From the listing below, pick out every line that contains the word "cloud" and copy each one.

Records for this exercise:
start

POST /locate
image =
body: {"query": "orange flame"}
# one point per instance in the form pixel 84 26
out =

end
start

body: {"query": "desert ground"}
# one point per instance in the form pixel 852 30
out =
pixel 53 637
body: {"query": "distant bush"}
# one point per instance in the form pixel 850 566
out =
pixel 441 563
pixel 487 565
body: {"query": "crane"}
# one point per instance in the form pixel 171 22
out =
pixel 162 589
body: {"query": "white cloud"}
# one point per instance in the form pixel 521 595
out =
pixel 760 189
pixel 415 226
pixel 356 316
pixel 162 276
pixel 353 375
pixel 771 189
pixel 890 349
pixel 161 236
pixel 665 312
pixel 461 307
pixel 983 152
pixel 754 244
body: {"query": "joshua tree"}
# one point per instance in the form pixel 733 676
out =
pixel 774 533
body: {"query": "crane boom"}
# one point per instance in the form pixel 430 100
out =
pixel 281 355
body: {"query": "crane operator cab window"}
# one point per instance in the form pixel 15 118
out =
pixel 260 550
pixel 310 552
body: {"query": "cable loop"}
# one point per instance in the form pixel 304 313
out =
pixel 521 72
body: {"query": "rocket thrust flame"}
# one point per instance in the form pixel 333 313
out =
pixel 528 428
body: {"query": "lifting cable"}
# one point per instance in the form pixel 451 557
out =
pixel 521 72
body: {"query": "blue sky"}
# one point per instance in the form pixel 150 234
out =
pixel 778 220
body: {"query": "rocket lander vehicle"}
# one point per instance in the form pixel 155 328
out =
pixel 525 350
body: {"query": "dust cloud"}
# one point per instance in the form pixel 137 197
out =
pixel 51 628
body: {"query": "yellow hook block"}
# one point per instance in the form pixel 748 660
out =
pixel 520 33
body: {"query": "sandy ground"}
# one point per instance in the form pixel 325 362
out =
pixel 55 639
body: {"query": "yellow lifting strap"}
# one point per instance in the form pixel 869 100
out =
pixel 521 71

end
start

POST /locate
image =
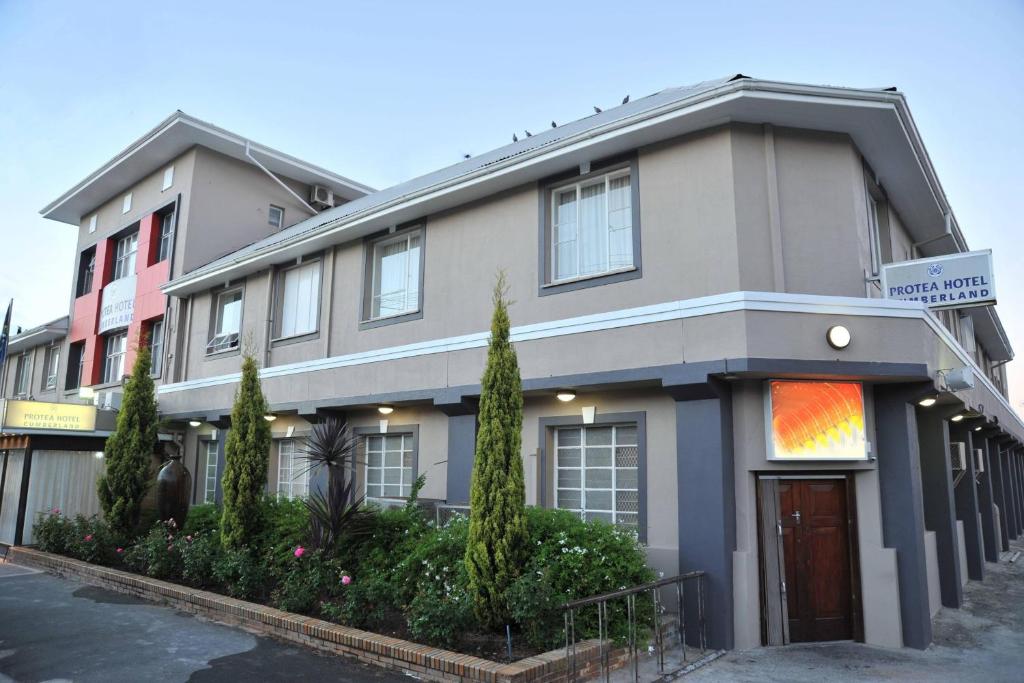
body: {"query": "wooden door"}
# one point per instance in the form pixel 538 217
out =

end

Written answer:
body: {"query": "white cloud"}
body: {"query": "dust cloud"}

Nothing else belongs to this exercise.